** RECORDS FOR PROCESSING follows **

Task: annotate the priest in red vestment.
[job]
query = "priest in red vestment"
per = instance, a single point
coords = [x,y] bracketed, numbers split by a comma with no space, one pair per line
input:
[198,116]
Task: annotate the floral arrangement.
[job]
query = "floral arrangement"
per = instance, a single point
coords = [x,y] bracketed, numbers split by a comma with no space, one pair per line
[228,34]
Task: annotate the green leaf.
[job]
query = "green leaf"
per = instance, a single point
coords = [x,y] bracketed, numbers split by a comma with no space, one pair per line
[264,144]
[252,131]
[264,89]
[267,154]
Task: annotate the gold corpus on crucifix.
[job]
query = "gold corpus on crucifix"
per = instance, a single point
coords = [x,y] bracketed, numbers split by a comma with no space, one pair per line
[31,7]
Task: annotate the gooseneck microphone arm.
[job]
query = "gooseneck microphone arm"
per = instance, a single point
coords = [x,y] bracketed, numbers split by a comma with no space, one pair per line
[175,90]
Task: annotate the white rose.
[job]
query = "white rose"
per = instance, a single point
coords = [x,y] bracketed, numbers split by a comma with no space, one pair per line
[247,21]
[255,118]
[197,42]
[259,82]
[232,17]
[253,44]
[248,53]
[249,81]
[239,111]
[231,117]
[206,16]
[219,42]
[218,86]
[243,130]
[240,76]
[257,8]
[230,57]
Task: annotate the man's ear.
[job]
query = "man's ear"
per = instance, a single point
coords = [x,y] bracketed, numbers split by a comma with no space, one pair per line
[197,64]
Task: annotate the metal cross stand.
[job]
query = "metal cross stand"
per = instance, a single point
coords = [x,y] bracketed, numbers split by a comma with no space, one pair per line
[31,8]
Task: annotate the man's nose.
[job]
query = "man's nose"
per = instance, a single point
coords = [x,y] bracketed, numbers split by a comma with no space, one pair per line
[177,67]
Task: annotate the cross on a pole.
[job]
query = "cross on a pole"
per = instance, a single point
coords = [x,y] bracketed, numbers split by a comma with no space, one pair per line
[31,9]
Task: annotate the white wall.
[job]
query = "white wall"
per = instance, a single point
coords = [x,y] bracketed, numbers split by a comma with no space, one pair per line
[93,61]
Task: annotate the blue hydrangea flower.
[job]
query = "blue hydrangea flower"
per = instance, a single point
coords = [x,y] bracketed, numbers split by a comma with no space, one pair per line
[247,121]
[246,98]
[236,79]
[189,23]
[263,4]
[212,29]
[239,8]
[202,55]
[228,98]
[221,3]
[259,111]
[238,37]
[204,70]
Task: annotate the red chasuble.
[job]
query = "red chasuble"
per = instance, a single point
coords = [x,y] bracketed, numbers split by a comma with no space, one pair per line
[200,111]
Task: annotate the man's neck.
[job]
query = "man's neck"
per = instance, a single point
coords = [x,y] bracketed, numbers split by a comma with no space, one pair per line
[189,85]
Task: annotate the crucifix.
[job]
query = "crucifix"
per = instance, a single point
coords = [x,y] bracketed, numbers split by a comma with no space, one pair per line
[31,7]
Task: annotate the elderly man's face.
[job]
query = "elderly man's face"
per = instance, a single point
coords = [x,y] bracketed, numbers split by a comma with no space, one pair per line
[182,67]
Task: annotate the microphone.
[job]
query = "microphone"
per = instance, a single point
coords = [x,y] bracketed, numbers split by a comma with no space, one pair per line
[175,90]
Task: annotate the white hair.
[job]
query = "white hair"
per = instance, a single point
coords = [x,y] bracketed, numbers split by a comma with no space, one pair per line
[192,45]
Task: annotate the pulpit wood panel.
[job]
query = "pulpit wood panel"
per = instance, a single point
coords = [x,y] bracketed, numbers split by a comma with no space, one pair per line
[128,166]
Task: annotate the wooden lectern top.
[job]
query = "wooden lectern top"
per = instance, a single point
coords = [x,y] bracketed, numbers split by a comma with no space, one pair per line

** End of RECORDS FOR PROCESSING **

EXERCISE PROMPT.
For the string "floral", show each line of the entries above where it occurs.

ANSWER FOR THE TASK.
Task: annotate the floral arrangement.
query = "floral arrangement"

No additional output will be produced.